# Extract provided:
The large employers, who compose the board for the National Business Group on Health, will no longer pay for medical claims for avoidable medical errors, says Helen Darling, president of the Washington, D.C.-based group. Preventable medical errors lead to between 44,000 and 98,000 deaths each year and cost as much as $30 billion, a number that includes lost productivity.
While much of the information on the cost of medical errors came to light in 1999 with an Institute of Medicine report titled "To Err Is Human," Darling says employers have grown frustrated with the lack of substantial progress.
"The health industry has worked on this the last five years, but they have not moved fast enough," Darling says. "Costs keep going up, but care is not necessarily getting better."
Darling urges all employers to follow the group’s guidelines. Employers should insist that their health plans negotiate contracts that force medical providers to follow established guidelines on patient safety in order to be included in the preferred provider networks, which form the basis of PPO and high-deductible plans.

# Instructions for the task:
Print the part of the text on employers refusing to pay for medical errors starting at "While much of" and ending at "of substantial progress.", word for word. The rows that come next are separate material, unrelated to the text about employers and medical errors.

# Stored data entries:
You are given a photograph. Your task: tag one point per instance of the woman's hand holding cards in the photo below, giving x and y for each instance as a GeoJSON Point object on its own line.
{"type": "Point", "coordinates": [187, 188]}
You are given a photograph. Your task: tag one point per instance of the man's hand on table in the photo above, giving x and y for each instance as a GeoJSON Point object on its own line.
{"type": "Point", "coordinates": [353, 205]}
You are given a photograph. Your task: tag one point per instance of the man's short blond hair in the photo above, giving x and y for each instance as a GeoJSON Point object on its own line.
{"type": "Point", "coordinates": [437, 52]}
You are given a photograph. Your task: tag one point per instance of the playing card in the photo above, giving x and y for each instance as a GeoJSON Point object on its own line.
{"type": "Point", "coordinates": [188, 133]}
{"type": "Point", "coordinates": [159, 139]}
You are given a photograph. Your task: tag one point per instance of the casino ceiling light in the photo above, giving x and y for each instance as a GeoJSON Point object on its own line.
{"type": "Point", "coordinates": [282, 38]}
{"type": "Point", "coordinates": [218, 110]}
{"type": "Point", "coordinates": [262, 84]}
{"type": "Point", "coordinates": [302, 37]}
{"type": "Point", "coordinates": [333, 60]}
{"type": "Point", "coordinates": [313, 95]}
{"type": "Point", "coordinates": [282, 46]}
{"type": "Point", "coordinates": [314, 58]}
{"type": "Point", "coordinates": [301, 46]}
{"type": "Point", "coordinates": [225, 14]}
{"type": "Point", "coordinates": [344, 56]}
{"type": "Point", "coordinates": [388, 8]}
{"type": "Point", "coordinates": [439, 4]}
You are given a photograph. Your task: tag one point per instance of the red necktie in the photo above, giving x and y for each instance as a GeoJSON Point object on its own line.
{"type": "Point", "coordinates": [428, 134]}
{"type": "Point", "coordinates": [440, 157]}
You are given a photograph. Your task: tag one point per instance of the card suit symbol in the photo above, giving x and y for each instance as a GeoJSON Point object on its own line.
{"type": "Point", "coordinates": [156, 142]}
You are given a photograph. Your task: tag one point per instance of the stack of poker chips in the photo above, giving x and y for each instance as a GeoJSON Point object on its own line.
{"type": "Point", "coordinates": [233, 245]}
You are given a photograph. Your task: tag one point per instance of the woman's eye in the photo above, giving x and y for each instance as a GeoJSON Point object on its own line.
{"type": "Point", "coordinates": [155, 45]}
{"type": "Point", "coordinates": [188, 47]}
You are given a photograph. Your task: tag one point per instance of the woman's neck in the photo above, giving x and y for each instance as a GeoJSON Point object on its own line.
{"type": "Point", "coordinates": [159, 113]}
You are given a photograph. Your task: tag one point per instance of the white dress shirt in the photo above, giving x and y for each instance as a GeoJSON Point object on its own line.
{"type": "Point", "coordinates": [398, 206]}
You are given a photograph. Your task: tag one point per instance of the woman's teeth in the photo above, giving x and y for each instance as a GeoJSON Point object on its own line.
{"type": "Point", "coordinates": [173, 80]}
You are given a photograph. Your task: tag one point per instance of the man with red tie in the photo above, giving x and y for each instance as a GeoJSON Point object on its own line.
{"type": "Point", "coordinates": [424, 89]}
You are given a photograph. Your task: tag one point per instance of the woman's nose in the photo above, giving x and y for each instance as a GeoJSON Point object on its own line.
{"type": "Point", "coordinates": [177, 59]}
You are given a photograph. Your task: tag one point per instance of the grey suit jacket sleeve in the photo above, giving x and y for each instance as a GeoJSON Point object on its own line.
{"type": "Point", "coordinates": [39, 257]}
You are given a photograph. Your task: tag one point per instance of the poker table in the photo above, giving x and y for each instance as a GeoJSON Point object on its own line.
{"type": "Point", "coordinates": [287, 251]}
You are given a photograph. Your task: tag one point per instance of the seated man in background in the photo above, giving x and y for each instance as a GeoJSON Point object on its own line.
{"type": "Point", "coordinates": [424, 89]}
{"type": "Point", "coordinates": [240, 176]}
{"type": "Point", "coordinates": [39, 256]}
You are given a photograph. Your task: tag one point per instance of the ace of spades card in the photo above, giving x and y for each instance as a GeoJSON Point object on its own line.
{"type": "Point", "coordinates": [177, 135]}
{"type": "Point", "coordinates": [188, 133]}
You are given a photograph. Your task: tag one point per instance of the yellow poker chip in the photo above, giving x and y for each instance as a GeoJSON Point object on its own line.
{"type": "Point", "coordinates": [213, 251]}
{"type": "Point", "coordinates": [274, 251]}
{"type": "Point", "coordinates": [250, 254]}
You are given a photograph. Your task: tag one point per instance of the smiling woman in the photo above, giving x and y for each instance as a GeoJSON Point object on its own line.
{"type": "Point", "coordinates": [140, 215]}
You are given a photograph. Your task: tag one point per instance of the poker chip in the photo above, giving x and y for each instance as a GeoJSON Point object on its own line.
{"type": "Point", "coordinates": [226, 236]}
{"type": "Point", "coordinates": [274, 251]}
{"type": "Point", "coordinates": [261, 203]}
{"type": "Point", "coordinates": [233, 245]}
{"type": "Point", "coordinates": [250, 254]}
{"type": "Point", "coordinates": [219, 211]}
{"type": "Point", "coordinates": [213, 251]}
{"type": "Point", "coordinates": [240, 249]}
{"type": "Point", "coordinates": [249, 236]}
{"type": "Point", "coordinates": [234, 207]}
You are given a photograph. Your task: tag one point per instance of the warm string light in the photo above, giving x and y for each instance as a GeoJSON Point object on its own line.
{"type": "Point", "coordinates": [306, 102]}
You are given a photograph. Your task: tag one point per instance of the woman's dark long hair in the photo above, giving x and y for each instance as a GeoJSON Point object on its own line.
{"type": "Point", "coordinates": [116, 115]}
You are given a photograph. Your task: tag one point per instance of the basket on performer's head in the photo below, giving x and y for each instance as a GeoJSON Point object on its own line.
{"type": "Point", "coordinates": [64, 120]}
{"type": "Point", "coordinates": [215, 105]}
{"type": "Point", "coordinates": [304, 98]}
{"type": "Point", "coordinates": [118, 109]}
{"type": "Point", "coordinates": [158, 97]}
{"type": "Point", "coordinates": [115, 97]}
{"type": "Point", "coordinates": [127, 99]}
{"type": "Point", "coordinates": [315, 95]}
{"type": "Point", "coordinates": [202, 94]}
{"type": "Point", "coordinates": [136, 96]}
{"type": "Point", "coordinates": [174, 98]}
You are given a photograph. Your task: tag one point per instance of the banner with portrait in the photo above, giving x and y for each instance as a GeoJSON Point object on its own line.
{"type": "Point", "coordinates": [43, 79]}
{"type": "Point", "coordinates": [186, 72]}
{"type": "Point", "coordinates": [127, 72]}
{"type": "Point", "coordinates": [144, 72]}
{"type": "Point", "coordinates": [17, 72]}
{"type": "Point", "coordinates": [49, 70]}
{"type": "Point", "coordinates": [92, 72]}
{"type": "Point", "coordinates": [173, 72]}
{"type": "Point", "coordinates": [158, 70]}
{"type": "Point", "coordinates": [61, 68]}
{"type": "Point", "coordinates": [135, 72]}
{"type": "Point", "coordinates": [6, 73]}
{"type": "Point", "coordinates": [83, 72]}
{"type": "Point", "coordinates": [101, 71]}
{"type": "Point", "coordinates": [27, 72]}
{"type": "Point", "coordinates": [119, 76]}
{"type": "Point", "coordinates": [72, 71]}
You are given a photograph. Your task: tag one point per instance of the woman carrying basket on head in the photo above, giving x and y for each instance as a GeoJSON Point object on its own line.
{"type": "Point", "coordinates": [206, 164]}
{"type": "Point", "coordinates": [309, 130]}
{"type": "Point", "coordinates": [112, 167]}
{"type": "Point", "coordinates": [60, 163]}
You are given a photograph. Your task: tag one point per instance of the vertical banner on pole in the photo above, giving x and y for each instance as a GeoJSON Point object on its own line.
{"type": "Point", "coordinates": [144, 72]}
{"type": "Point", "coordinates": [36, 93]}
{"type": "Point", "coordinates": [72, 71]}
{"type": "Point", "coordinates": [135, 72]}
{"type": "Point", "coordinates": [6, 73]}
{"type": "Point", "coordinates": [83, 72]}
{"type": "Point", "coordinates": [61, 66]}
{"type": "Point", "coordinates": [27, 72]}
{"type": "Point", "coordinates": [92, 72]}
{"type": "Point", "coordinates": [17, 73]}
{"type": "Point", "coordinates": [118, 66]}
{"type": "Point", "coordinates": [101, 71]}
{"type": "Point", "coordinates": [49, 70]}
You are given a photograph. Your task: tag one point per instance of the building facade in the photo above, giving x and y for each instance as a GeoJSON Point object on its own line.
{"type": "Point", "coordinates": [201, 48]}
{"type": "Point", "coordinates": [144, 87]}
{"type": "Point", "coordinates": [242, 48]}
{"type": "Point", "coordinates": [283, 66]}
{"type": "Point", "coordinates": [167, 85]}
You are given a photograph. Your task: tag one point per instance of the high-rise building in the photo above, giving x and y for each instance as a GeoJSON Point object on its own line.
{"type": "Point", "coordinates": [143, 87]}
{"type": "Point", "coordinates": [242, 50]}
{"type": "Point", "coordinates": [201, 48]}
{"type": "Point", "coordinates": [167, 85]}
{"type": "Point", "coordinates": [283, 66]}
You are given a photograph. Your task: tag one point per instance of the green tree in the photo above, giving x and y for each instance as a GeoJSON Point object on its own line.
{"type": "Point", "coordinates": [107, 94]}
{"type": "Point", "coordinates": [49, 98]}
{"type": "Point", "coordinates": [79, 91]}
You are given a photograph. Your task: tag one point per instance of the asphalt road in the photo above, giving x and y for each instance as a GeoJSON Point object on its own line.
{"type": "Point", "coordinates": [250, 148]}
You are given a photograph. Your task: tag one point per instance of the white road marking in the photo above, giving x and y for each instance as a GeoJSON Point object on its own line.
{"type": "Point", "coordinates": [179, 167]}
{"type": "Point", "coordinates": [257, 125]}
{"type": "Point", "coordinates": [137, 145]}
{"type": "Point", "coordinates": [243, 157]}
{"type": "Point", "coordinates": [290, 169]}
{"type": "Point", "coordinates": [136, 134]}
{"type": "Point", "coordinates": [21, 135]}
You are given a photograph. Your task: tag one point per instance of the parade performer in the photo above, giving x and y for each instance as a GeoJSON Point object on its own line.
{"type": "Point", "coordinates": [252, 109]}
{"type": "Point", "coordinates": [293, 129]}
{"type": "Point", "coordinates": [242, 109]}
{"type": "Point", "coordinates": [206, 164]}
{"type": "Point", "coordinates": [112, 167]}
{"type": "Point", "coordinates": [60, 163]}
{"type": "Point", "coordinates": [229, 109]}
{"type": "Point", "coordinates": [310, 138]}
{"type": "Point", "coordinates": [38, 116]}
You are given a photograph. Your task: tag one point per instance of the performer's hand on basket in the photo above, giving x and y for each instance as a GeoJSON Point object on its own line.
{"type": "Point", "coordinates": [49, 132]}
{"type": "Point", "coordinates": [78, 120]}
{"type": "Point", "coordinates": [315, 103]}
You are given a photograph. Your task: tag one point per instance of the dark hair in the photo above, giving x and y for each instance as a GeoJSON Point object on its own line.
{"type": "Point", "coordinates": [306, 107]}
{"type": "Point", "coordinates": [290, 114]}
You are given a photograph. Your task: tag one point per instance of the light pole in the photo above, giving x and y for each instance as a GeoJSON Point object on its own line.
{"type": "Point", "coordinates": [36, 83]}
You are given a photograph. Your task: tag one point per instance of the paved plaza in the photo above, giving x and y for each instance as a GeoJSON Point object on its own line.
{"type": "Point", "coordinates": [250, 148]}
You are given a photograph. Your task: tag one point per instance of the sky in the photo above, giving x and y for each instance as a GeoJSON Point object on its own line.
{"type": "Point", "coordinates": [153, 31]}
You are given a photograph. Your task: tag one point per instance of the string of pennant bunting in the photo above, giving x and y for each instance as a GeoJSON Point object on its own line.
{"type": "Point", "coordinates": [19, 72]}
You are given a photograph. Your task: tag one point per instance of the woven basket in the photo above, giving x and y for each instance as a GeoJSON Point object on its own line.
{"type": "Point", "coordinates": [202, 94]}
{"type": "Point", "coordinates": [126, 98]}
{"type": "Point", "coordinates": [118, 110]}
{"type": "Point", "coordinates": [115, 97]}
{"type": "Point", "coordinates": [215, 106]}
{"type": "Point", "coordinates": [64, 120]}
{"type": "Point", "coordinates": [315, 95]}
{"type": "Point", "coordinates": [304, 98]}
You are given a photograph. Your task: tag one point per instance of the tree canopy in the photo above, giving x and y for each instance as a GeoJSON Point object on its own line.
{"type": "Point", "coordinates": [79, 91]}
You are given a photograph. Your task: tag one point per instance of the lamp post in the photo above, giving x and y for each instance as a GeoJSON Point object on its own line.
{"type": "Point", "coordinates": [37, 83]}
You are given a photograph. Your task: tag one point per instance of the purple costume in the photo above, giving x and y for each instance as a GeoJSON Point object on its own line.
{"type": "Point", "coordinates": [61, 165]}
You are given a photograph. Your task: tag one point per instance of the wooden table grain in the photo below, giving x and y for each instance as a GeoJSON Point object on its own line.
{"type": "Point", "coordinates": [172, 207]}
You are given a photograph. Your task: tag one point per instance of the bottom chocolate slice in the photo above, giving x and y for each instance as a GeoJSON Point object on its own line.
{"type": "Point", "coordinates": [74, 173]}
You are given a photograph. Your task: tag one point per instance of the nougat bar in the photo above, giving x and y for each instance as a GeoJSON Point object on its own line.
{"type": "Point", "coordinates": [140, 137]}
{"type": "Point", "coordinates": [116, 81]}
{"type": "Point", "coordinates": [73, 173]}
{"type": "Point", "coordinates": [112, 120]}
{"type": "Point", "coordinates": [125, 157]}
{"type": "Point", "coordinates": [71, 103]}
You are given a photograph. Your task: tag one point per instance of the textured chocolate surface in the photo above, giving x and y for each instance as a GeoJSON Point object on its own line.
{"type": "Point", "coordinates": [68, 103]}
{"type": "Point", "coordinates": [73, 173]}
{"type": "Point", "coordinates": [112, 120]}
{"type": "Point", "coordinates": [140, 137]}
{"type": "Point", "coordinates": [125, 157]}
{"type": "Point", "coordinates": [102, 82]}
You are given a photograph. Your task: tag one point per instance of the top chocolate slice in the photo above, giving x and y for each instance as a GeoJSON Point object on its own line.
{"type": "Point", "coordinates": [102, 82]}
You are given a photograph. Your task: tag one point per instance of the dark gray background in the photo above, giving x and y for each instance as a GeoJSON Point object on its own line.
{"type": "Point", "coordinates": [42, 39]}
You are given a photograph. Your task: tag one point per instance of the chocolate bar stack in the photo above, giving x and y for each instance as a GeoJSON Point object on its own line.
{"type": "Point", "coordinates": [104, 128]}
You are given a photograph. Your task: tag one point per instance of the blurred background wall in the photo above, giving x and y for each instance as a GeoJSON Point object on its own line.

# Final answer:
While much of the information on the cost of medical errors came to light in 1999 with an Institute of Medicine report titled "To Err Is Human," Darling says employers have grown frustrated with the lack of substantial progress.